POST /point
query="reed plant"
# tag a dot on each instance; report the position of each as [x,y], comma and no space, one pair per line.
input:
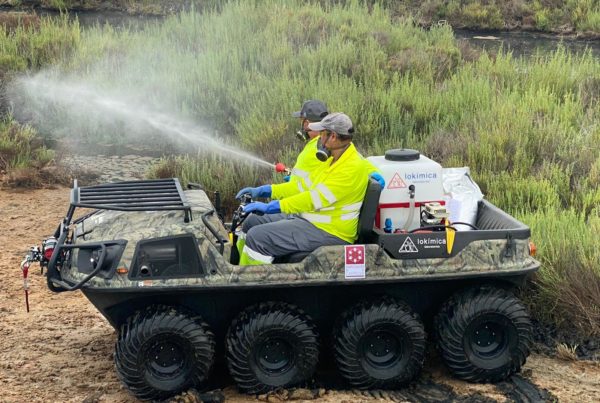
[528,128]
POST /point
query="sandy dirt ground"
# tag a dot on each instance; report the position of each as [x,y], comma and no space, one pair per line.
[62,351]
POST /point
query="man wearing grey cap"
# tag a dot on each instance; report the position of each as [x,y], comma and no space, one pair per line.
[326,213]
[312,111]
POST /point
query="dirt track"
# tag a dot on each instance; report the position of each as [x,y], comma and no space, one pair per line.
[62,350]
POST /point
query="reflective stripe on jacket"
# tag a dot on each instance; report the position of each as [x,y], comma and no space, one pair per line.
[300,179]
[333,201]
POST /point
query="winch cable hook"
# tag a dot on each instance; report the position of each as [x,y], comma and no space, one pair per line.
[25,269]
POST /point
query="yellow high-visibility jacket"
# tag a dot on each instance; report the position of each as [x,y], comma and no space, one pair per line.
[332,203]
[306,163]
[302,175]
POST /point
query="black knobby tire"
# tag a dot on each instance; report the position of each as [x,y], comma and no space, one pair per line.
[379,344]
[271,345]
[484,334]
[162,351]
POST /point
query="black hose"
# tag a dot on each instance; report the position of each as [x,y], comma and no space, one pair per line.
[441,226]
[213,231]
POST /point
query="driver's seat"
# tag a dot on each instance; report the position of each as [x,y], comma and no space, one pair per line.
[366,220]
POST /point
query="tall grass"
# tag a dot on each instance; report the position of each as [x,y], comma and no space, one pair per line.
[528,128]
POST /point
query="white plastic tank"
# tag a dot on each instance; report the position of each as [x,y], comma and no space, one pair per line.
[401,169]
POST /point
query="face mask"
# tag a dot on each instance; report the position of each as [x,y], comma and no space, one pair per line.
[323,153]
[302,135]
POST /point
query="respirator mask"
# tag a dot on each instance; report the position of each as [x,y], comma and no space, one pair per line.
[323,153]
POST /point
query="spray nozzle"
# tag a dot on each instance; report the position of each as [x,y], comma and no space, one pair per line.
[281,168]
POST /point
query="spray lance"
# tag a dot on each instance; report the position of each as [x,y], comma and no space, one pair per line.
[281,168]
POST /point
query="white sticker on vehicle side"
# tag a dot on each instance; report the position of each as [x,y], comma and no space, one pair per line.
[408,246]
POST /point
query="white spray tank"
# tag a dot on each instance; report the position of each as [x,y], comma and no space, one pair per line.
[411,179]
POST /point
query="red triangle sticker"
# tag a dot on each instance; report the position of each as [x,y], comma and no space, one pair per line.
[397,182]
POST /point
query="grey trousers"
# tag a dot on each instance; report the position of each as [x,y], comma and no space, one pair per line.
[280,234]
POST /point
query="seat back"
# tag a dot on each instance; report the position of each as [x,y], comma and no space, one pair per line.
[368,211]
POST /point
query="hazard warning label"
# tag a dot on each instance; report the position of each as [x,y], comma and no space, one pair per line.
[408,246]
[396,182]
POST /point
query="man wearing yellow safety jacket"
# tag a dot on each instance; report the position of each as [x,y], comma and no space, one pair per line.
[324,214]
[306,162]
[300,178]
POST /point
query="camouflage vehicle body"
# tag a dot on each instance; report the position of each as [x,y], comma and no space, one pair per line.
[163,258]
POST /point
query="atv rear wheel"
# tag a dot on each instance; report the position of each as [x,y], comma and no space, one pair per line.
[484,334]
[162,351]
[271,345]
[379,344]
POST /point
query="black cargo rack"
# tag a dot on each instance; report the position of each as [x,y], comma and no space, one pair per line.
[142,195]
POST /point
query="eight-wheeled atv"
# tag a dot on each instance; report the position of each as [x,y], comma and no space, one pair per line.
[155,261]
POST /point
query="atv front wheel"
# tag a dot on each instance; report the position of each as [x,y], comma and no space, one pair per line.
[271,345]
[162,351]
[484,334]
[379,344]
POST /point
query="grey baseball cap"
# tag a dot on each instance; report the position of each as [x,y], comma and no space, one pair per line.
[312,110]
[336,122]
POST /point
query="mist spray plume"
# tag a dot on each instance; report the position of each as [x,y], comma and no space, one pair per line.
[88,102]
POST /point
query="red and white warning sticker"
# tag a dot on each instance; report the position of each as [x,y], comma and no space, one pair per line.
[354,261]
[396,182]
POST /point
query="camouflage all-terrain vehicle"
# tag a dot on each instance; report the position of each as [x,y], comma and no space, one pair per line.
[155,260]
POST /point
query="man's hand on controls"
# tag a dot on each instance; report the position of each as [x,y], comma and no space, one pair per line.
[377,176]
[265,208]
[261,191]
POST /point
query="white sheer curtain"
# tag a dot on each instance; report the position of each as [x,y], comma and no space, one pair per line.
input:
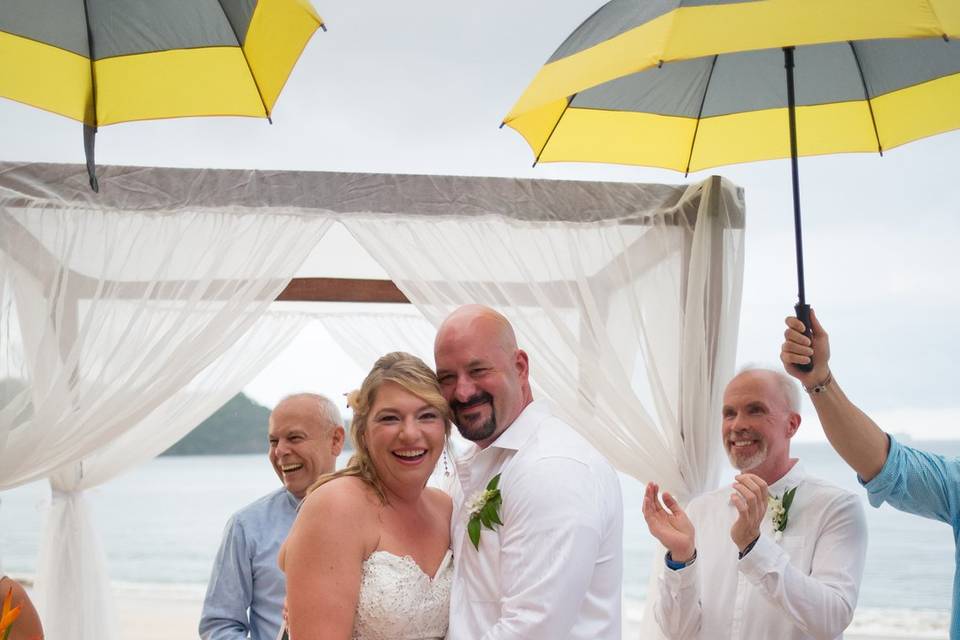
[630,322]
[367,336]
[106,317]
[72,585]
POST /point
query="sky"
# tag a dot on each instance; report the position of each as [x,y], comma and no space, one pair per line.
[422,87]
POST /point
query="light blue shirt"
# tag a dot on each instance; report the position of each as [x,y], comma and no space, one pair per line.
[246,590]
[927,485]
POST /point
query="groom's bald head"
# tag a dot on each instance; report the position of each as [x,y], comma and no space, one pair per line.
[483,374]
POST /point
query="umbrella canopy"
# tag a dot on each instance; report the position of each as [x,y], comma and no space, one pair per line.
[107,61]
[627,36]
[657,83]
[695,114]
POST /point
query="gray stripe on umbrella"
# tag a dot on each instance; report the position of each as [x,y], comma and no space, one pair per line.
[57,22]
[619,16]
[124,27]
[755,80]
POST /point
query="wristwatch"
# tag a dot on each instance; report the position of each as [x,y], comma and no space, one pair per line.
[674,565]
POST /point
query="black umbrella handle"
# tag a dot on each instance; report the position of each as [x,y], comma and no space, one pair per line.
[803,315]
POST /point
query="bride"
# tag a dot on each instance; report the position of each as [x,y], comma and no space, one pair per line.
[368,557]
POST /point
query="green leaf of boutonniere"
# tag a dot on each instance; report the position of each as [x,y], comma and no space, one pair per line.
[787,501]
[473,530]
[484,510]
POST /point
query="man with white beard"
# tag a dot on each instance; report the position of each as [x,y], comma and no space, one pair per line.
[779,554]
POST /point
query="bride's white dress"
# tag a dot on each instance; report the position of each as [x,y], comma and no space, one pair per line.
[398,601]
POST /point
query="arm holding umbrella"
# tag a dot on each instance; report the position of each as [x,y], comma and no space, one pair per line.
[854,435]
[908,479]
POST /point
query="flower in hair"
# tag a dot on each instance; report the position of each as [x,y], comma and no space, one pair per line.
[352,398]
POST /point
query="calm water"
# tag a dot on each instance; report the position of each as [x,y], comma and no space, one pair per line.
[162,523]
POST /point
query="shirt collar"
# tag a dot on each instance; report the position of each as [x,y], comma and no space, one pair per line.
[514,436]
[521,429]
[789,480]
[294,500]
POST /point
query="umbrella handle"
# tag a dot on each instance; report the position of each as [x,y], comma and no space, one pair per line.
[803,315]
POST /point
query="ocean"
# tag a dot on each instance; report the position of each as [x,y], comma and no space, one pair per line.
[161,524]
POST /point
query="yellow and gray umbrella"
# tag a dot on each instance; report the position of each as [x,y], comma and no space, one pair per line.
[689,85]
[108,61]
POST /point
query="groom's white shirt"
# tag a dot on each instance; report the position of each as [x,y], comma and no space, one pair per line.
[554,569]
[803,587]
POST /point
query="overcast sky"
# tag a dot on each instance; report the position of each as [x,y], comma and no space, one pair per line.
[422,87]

==

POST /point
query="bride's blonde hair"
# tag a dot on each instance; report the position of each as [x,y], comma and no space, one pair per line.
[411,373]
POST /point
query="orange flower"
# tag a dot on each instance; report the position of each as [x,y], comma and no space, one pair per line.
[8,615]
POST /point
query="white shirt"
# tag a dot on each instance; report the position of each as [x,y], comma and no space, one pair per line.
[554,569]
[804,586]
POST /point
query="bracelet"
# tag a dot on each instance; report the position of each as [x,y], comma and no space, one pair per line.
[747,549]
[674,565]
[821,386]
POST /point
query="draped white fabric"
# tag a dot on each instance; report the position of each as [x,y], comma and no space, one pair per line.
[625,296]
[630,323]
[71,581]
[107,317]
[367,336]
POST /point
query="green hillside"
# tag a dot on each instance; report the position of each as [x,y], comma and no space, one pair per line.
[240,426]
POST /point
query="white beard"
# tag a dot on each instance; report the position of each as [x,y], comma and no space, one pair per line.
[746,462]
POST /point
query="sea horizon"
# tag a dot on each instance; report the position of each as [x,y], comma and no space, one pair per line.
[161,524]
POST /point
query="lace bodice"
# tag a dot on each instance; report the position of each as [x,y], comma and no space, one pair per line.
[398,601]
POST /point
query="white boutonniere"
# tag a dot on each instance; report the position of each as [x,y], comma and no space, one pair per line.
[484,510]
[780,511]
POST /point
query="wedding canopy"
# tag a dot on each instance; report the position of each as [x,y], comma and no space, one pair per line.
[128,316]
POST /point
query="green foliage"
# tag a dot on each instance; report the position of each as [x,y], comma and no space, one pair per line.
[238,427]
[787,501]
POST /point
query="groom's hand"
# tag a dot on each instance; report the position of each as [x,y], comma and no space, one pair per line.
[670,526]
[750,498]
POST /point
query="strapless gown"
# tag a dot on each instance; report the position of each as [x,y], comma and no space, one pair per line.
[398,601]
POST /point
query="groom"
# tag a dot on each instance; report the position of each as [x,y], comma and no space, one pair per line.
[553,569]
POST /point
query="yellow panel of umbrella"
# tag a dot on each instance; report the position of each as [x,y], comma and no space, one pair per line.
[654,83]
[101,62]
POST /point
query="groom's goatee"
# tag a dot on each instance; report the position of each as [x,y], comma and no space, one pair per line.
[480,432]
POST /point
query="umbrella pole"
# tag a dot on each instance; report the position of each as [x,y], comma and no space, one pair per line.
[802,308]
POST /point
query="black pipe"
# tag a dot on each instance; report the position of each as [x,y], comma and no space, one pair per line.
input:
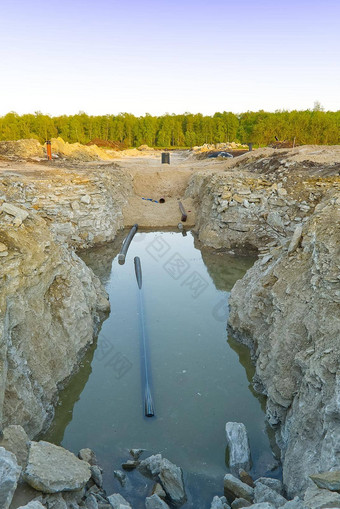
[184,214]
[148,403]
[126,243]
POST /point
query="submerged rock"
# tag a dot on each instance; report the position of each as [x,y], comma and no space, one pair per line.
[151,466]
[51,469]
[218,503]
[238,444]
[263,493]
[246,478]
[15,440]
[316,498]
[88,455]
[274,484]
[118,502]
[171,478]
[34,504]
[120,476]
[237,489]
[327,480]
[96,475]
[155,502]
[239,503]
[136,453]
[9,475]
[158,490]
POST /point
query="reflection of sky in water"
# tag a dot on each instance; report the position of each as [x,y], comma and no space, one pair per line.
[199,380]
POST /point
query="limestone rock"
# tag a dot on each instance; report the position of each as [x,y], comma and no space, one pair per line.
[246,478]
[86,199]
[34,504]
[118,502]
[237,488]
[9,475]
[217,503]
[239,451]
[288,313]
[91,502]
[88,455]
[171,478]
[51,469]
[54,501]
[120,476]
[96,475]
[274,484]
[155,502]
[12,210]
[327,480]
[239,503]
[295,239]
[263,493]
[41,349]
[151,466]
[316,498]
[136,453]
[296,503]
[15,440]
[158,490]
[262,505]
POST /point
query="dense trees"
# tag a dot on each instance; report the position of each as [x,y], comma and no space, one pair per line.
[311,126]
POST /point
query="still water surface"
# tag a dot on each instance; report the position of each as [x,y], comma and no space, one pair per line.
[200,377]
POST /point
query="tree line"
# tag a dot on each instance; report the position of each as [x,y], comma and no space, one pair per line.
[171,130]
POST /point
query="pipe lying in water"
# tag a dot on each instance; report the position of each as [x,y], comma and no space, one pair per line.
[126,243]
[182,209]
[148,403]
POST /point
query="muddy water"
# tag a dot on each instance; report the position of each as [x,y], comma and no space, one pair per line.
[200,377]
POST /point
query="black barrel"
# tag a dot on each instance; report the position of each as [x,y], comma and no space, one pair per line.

» **Aim**
List each line in the records above that contains the word "black", reproducing every such line in full.

» **Final result**
query="black knobby tire"
query="black hose"
query="black cargo rack"
query="black umbrella handle"
query="black pipe"
query="black barrel"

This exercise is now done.